▶ **Given instruction**
Please locate each line of the records below that contains the string "covered", and copy every such line; matching is case-sensitive.

▶ **Records excerpted from a collection**
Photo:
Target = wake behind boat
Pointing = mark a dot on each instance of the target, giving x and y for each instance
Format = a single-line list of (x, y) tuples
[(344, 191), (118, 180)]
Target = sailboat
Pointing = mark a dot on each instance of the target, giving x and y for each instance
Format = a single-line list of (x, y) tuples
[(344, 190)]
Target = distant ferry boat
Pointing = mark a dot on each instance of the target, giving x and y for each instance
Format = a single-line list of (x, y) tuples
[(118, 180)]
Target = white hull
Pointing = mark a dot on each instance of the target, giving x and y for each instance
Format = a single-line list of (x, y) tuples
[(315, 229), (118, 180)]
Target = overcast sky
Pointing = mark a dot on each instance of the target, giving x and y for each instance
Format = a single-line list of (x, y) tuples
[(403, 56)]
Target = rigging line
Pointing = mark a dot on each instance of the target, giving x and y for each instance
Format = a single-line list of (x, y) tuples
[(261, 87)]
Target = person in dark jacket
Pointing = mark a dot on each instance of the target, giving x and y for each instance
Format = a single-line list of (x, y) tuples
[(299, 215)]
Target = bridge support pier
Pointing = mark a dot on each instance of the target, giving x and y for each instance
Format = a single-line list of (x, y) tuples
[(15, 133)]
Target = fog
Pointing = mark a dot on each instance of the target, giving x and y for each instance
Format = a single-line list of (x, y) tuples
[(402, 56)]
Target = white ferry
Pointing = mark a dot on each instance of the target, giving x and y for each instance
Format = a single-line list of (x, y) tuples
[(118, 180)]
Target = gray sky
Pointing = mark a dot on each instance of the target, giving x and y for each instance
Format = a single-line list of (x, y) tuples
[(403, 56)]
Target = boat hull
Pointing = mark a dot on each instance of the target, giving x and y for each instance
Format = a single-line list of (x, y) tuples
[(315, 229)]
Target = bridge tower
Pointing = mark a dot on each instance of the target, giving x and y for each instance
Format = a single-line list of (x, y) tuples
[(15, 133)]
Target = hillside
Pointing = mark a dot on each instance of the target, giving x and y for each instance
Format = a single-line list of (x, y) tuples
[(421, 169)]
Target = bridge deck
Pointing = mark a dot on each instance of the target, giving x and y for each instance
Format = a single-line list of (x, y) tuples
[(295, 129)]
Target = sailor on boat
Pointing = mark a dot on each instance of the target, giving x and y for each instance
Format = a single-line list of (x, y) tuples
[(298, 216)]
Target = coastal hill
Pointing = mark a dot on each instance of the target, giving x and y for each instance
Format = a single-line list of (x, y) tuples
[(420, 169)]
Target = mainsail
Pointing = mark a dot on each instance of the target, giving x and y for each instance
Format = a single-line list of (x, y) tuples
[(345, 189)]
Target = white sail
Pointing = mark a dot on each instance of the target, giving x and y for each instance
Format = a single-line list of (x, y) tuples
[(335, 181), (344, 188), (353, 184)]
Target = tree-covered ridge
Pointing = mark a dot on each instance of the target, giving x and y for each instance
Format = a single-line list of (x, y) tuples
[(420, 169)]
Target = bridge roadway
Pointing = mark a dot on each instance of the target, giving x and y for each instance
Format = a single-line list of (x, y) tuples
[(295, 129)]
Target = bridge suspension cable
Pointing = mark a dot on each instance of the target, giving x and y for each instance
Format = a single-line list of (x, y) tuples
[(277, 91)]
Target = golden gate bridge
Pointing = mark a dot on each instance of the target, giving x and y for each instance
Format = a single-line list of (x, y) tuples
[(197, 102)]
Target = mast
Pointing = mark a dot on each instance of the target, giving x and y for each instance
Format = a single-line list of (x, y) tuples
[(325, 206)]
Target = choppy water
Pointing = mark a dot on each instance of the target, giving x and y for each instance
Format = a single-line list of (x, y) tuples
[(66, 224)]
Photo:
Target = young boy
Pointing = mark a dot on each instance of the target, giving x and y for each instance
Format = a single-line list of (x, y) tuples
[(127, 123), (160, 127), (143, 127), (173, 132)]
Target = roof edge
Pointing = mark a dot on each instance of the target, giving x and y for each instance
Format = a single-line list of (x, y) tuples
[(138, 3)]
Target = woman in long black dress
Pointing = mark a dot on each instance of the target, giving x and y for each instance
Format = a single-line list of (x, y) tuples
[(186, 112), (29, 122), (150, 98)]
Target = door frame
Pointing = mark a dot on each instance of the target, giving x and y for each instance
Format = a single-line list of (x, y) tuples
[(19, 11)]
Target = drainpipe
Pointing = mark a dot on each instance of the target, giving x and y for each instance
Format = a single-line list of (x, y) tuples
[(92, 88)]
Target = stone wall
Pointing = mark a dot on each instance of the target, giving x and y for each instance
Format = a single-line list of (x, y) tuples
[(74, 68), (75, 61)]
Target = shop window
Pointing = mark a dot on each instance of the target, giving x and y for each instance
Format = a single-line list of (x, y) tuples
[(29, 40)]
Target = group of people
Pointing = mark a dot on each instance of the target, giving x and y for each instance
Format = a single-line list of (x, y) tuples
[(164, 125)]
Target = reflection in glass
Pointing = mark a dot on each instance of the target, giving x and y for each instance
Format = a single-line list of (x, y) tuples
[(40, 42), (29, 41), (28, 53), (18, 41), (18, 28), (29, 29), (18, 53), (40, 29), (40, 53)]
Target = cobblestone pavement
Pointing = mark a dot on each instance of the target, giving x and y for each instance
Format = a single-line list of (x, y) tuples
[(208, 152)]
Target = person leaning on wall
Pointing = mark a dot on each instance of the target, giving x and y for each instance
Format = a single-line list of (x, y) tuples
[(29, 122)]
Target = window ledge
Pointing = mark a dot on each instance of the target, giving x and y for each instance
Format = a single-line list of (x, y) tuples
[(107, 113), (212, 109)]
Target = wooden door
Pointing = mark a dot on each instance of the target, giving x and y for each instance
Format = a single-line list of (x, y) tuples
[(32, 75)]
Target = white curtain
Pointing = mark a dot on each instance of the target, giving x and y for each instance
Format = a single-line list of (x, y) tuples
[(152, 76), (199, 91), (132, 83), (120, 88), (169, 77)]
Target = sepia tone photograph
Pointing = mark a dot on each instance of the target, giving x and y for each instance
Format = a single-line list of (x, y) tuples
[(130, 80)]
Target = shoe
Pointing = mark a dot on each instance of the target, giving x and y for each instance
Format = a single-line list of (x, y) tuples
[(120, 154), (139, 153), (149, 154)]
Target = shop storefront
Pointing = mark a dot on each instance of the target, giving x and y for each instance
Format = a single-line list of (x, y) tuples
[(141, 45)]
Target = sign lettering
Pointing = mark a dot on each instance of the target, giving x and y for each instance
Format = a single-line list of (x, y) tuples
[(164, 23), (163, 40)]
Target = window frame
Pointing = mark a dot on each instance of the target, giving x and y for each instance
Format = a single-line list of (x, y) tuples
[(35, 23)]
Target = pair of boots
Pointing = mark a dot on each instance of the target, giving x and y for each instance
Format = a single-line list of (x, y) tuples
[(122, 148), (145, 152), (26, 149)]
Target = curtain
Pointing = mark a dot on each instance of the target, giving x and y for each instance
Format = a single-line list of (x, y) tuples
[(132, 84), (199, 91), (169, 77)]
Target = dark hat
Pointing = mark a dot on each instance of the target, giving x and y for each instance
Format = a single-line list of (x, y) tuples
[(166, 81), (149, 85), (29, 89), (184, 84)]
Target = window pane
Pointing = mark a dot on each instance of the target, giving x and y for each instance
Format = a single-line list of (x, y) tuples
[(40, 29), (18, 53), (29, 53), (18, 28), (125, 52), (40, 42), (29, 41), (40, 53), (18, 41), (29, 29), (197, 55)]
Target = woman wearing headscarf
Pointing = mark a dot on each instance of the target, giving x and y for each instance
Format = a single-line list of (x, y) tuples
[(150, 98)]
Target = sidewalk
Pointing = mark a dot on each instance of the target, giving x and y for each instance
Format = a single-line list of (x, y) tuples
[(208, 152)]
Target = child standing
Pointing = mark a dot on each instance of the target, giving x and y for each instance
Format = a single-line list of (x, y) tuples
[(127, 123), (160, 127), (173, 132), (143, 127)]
---
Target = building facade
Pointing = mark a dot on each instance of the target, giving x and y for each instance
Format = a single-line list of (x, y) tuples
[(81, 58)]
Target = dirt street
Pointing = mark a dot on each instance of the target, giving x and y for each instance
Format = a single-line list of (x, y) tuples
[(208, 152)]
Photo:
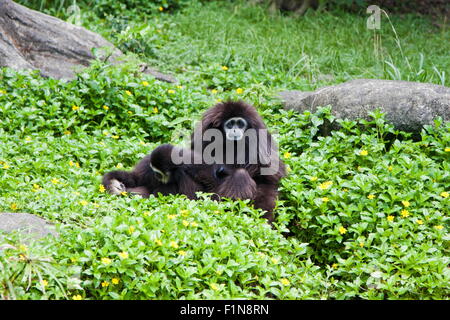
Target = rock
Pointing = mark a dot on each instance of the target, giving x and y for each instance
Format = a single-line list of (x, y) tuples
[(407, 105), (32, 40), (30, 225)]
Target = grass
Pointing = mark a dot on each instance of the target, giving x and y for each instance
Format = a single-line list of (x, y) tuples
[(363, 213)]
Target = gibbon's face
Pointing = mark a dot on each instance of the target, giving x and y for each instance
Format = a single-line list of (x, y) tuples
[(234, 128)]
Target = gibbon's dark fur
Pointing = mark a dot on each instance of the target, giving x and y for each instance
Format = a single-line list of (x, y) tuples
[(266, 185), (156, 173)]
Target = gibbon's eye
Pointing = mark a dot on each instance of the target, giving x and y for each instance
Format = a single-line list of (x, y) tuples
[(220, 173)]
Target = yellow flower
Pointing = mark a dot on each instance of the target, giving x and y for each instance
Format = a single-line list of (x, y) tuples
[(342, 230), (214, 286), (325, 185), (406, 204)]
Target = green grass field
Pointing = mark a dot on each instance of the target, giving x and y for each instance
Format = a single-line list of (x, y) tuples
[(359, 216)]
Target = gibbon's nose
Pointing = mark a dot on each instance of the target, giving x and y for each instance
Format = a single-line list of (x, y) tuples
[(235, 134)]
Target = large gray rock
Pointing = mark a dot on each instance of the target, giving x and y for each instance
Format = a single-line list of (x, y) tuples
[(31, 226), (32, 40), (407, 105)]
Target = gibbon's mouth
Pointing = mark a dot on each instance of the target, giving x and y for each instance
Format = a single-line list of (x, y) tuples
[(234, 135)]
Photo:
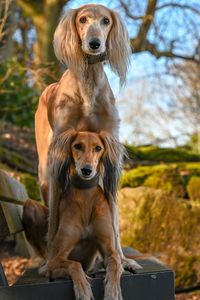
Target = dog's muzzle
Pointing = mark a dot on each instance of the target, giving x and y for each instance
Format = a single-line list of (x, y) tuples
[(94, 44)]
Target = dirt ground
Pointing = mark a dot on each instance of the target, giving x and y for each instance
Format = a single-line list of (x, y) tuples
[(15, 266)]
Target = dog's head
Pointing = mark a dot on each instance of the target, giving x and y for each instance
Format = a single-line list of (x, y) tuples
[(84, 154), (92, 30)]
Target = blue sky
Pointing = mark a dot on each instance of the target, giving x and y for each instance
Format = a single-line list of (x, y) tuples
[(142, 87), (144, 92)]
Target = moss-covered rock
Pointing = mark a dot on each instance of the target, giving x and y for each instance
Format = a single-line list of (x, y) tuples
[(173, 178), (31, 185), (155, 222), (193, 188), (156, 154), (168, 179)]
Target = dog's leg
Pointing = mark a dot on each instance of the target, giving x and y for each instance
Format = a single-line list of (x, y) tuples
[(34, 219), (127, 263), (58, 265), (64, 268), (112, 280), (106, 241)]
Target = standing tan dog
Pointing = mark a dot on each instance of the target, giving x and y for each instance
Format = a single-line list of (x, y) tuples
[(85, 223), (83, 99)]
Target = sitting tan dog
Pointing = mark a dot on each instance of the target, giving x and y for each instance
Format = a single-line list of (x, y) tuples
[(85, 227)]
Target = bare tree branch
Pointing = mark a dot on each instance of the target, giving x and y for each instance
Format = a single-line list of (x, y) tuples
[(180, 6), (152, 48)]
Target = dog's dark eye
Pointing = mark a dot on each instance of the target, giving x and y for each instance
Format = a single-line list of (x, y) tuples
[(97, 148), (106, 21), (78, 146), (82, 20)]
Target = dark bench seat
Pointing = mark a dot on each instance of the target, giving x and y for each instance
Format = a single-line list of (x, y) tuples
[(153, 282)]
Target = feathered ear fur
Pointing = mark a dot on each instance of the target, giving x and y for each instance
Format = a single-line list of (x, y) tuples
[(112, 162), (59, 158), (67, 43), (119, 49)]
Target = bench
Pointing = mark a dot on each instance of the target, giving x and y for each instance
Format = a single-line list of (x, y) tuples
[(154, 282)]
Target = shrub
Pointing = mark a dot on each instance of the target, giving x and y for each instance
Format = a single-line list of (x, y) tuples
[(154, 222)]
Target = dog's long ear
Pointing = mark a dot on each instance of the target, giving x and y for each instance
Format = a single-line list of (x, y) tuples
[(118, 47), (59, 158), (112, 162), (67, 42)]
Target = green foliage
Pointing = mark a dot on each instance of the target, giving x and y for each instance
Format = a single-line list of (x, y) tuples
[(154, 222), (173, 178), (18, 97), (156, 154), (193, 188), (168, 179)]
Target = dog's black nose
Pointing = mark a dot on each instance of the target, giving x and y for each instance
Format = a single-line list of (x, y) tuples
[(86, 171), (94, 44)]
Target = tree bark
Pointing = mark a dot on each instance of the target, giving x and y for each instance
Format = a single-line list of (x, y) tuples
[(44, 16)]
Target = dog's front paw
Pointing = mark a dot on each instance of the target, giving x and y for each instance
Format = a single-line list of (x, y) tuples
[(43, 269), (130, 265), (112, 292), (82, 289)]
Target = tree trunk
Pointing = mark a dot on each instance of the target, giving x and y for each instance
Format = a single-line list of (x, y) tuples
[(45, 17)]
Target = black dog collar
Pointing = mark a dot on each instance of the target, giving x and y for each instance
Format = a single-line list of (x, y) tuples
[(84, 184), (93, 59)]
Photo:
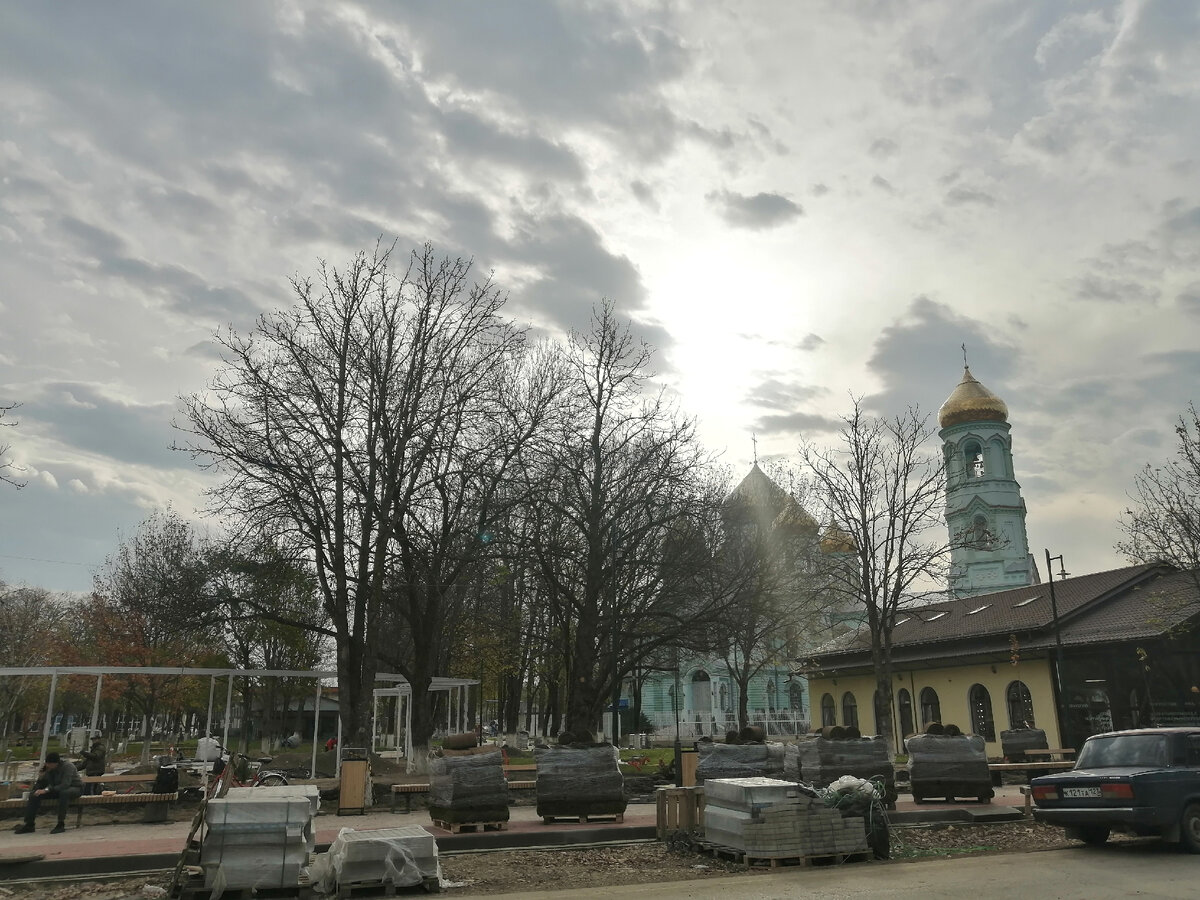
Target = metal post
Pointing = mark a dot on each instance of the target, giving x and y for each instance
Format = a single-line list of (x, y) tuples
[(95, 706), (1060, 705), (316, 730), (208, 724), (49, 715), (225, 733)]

▶ **Written reply**
Target = tree-covered ridge
Target = moss-covered rock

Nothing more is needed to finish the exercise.